-- start --

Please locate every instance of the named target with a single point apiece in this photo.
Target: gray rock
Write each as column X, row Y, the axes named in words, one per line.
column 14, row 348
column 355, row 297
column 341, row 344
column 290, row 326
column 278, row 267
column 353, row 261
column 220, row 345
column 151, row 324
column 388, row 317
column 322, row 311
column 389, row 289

-- end --

Transcribe the data above line for line, with no changes to any wording or punctuation.

--- Response to this task ---
Please locate every instance of the named target with a single point apiece in this photo.
Target: gray rock
Write each as column X, row Y, the axes named in words, one per line.
column 14, row 348
column 355, row 297
column 341, row 344
column 290, row 326
column 278, row 267
column 353, row 261
column 220, row 345
column 151, row 324
column 388, row 317
column 322, row 311
column 389, row 289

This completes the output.